***** PAGE EXCERPT *****
Thursday, June 21, 2012

Sell-side stands in the way of recovery of the securitization market

An International Financing Review article describes why this should be the best of times for the securitization market.
[Securitization] is still ... one of the best ways to connect the capital markets to real economy assets, particularly credit-starved households and SMEs. 
To the industry, which can see banks deleveraging, credit conditions tightening, and investors crying out for yield, some sort of regulatory encouragement for securitisation seems like a no-brainer.
All that stands in the way of reaching this nirvana is the sell-side.

Regular readers know that the role of regulators in the global financial system is to ensure that all market participants have access to all the useful, relevant information in an appropriate, timely manner so that investors can independently assess this information and make a fully informed investment decision.

In short, regulators are there to ensure there is transparency.

The sell-side, however, has been fighting tooth-and-nail against transparency.

For example, when the European Commission was considering Article 122a as an amendment to the Capital Requirements Directive, the amount of lobbying against the principle of 'know what you own' was the most that Brussels had ever seen.

For example, when the Committee of European Bank Supervisors, the predecesor to the European Banking Authority, conducted a public consultation, 18 of the 19 respondents were related to the sell-side.  Not surprisingly, each of these respondents asserted that the same disclosure practices that were associated with opaque, toxic sub-prime mortgage-backed securities were adequate to 'know what you own'.

The reason that sub-prime mortgage-backed securities were known as opaque is that the disclosure provided by these securities prevents investors from 'knowing what they own'.
***** DATA TO EXAMINE *****
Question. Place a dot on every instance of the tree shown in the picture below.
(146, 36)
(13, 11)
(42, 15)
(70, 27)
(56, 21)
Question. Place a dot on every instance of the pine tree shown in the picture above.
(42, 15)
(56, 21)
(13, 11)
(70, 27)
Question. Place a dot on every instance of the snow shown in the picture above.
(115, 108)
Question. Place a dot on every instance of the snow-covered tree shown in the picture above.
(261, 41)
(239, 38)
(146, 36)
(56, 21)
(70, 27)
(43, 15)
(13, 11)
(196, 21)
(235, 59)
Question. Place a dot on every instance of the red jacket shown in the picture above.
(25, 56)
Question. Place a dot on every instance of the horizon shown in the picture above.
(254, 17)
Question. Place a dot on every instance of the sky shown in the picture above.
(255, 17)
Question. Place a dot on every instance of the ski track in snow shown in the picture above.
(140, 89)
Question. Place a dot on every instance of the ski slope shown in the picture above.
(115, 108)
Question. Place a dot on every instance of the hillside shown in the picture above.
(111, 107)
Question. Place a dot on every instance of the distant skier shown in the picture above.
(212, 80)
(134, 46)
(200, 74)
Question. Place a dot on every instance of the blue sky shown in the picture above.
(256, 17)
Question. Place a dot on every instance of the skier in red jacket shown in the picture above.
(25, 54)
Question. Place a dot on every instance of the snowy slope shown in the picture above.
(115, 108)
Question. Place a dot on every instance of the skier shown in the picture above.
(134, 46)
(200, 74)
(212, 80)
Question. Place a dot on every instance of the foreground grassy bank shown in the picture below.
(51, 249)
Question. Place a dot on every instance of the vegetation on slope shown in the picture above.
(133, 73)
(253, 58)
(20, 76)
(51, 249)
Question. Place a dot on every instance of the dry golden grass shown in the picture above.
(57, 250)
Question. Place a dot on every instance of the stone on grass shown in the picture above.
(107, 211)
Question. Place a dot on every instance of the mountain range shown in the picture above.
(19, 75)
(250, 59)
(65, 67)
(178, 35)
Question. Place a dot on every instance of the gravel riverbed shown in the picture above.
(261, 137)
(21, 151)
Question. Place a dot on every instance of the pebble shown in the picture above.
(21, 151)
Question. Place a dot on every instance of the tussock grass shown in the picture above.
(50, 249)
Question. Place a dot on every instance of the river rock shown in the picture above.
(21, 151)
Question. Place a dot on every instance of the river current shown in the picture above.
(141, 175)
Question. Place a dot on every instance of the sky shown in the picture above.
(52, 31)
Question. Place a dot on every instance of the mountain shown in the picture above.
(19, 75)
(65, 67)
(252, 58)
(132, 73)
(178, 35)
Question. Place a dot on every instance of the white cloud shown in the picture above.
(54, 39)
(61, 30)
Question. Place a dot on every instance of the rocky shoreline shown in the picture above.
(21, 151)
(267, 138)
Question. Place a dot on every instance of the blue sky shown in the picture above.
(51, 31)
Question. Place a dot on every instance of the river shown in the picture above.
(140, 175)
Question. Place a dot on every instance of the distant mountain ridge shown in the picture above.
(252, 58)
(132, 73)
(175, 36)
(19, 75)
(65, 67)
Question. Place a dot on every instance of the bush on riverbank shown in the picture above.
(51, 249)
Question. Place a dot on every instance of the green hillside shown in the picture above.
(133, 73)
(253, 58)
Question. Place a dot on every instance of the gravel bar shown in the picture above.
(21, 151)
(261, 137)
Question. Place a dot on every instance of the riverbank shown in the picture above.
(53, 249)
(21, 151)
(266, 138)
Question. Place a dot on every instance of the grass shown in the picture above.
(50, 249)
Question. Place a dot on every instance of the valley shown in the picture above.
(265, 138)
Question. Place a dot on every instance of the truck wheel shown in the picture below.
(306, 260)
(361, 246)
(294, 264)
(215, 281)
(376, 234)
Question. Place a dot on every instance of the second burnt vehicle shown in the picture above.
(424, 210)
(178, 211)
*****
ASSIGNMENT 1:
In the securitization post, how many respondents to the Committee of European Bank Supervisors' public consultation were related to the sell-side?
ASSIGNMENT 2:
Decide whether each statement agrees with the securitization post, answering yes or no and quoting the deciding words: (a) Regulators are there to ensure there is transparency. (b) The sell-side has supported transparency. (c) The lobbying against the principle of 'know what you own' over Article 122a was the most Brussels had ever seen.
ASSIGNMENT 3:
Reproduce the part of the securitization post that opens with the words containing "All that stands" and closes with "had ever seen.".
The records are not needed for this work.

ANSWER SECTION 1:
18 of the 19 respondents were related to the sell-side.

ANSWER SECTION 2:
(a) Yes: "In short, regulators are there to ensure there is transparency."
(b) No: "The sell-side, however, has been fighting tooth-and-nail against transparency."
(c) Yes: "the amount of lobbying against the principle of 'know what you own' was the most that Brussels had ever seen"

ANSWER SECTION 3:
All that stands in the way of reaching this nirvana is the sell-side.

Regular readers know that the role of regulators in the global financial system is to ensure that all market participants have access to all the useful, relevant information in an appropriate, timely manner so that investors can independently assess this information and make a fully informed investment decision.

In short, regulators are there to ensure there is transparency.

The sell-side, however, has been fighting tooth-and-nail against transparency.

For example, when the European Commission was considering Article 122a as an amendment to the Capital Requirements Directive, the amount of lobbying against the principle of 'know what you own' was the most that Brussels had ever seen.